**AANGELEVERDE TEKST**

Direct naar content gaan

Samenvatting

De Heffingsambtenaar heeft het bezwaar van X (belanghebbende) inzake een naheffingsaanslag parkeerbelasting niet-ontvankelijk verklaard omdat X geen bezwaargronden heeft ingediend.

Voor Hof Amsterdam was in geschil of het bezwaar terecht niet-ontvankelijk is verklaard.

X heeft dit in beroep en in hoger beroep bestreden met de stelling dat de Heffingsambtenaar, door niet in te gaan op het verzoek om toezending van de zaakstukken, geen behoorlijke gelegenheid heeft geboden tot herstel van het verzuim de gronden van het bezwaar op te geven.

Het Hof heeft uit de wetsgeschiedenis afgeleid dat ten aanzien van de op de zaak betrekking hebbende stukken in de bezwaarfase uitsluitend een inzagerecht bestaat, en op die grond geoordeeld dat het bezwaar terecht niet-ontvankelijk is verklaard.

In cassatie klaagt X dat het Hof met toepassing van artikel 8:57, lid 1, Awb uitspraak heeft gedaan zonder X in de gelegenheid te stellen ter zitting te worden gehoord.

Deze klacht is terecht aangevoerd maar kan niet tot cassatie leiden, oordeelt de Hoge Raad.

Het bestuursorgaan is verplicht de op de zaak betrekking hebbende stukken ter inzage te leggen in het kader van het horen van X in bezwaar (artikel 7:4 Awb). Een dergelijke verplichting bestaat niet in een geval als het onderhavige, waarin geen enkele aanduiding is gegeven van de gronden van het bezwaar. Het door X gedane verzoek om afschrift van de stukken was geen grond om niet te voldoen aan de verplichting het bezwaar te motiveren binnen de door de Heffingsambtenaar gestelde termijn.

**OEFENRIJEN**
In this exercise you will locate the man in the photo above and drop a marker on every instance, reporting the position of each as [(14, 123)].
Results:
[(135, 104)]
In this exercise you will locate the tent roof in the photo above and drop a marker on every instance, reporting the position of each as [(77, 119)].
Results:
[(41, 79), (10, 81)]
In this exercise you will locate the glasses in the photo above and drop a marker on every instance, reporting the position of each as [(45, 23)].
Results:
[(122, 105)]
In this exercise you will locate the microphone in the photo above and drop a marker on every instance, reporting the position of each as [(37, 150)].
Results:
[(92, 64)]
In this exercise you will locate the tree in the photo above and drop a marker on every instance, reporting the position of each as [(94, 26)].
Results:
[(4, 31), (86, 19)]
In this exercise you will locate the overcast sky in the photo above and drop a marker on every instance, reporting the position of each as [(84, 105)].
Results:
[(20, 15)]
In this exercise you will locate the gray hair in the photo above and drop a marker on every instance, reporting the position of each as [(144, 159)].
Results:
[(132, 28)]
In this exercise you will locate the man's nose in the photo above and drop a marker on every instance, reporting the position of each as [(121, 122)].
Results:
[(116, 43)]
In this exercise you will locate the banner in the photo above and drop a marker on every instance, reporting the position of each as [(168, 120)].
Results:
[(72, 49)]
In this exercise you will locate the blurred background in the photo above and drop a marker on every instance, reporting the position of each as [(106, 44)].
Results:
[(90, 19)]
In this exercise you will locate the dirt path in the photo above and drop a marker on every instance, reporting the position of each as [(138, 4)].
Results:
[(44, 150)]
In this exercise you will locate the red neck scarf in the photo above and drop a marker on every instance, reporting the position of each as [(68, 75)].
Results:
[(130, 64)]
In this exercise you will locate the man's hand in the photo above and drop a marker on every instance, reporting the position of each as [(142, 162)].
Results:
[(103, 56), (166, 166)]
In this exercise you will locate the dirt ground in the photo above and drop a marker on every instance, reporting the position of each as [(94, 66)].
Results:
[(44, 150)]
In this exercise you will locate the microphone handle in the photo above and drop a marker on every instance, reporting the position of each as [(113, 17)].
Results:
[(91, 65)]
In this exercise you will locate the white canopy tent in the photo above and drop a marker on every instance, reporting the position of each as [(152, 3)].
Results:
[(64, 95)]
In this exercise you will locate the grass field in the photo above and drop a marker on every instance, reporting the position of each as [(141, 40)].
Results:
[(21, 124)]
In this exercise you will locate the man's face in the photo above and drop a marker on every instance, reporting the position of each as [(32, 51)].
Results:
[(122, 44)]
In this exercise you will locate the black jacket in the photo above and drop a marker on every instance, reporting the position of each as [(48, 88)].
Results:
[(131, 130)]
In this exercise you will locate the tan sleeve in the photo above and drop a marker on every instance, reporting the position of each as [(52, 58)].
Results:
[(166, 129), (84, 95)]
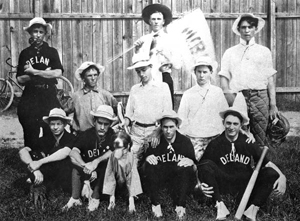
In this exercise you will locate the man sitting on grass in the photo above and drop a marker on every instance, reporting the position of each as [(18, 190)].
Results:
[(226, 166), (90, 154), (48, 161), (172, 160)]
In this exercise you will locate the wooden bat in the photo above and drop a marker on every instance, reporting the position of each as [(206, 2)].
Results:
[(240, 211)]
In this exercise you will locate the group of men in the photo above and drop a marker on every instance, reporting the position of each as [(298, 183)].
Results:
[(210, 145)]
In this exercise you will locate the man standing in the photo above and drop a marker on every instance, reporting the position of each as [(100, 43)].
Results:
[(90, 154), (248, 67), (172, 160), (48, 161), (226, 166), (147, 101), (90, 96), (157, 43)]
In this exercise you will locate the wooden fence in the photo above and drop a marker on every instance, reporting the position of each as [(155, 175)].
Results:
[(99, 30)]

**OPDRACHTEN**
1. Geef uit de rijen het stuk opnieuw weer dat begint met de regel met "In this exercise you will locate the white" en eindigt met de regel met "[(210, 145)]", beide regels inbegrepen. Laat de afbeeldingen weg.
2. Ga verder met de samenvatting over het bezwaar tegen de naheffingsaanslag parkeerbelasting, aansluitend op de laatste zin.

**ANTWOORDEN**
1.
In this exercise you will locate the white canopy tent in the photo above and drop a marker on every instance, reporting the position of each as [(152, 3)].
Results:
[(64, 95)]
In this exercise you will locate the grass field in the photo above and drop a marker on every instance, reporting the position of each as [(141, 40)].
Results:
[(21, 124)]
In this exercise you will locate the man's face in the photo above and drop a marker on every instance, reporting the position of each as [(32, 51)].
Results:
[(122, 44)]
In this exercise you will locate the black jacket in the photo above and drop a marker on every instance, reporting the position of each as [(48, 88)].
Results:
[(131, 130)]
In this exercise you will locate the tan sleeve in the photo above and drop a marker on every instance, reporting the position of each as [(52, 58)].
Results:
[(166, 129), (84, 95)]
In this exercise you will locate the man sitting on grass in the photo above and drop a marker on every instance, reporting the position of each as [(18, 190)].
Results:
[(226, 166), (90, 154), (48, 161), (172, 160)]
In this exercise you will locate the wooden bat in the photo above and drop a marker on every instance, reporting the position of each as [(206, 2)].
Results:
[(240, 211)]
In this exercise you will locate the group of men in the photo above and drop a marker on every instance, reporting the position of each as [(298, 183)].
Results:
[(210, 145)]

2.
Het oordeel van het Hof omtrent de niet-ontvankelijkverklaring van het bezwaar geeft geen blijk van een onjuiste rechtsopvatting.

Dat het inzagerecht in de bezwaarfase onlosmakelijk gekoppeld is aan het uitoefenen van het hoorrecht is voor veel fiscalisten in de praktijk onbekend. Wordt er niet gehoord, dan is ook geen sprake van een verplichte terinzagelegging. Alleen al daarom is het zinvol om kennis te nemen van dit arrest.

In dit geval werd een pro-formabezwaarschrift ingediend tegen een naheffingsaanslag parkeerbelasting. De belastingplichtige in kwestie vroeg om telefonisch te worden gehoord en om toezending van alle op de zaak betrekking hebbende stukken. De stukken waren nodig om het bezwaarschrift te kunnen motiveren, aldus de belastingplichtige. En daarmee ontstaat een cirkelredenering, want een niet-gemotiveerd bezwaarschrift kan leiden tot een niet-ontvankelijkverklaring, waarbij op grond van artikel 7:3 Awb van horen kan worden afgezien (waardoor vervolgens ook geen recht op inzage meer bestaat).

Metadata

Rubriek(en)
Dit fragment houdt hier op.